• [What you need to do]: Copy out each line of the records below word for word, with nothing changed. Leave the pictures out of your copy.

• [Provided data]:
## begin

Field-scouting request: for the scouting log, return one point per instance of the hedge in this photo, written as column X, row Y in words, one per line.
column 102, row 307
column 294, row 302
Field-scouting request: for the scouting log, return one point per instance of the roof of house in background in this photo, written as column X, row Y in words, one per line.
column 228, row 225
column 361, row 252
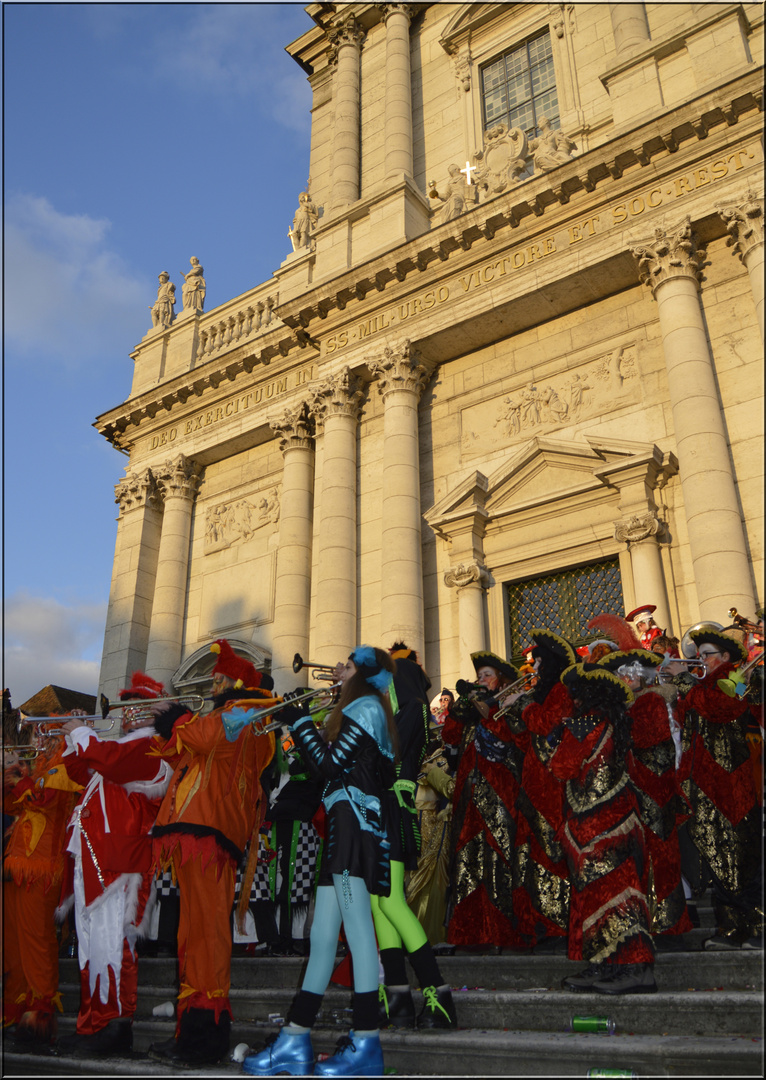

## end

• [Finished exercise]:
Field-scouting request: for the scouting log, return one point per instance of the hedge in this photo, written as column X, row Y in words, one per line.
column 102, row 307
column 294, row 302
Field-scouting request: for the scouting log, return one point per instance of the roof of house in background in this photo, written as column X, row Y in words, one per line.
column 228, row 225
column 361, row 252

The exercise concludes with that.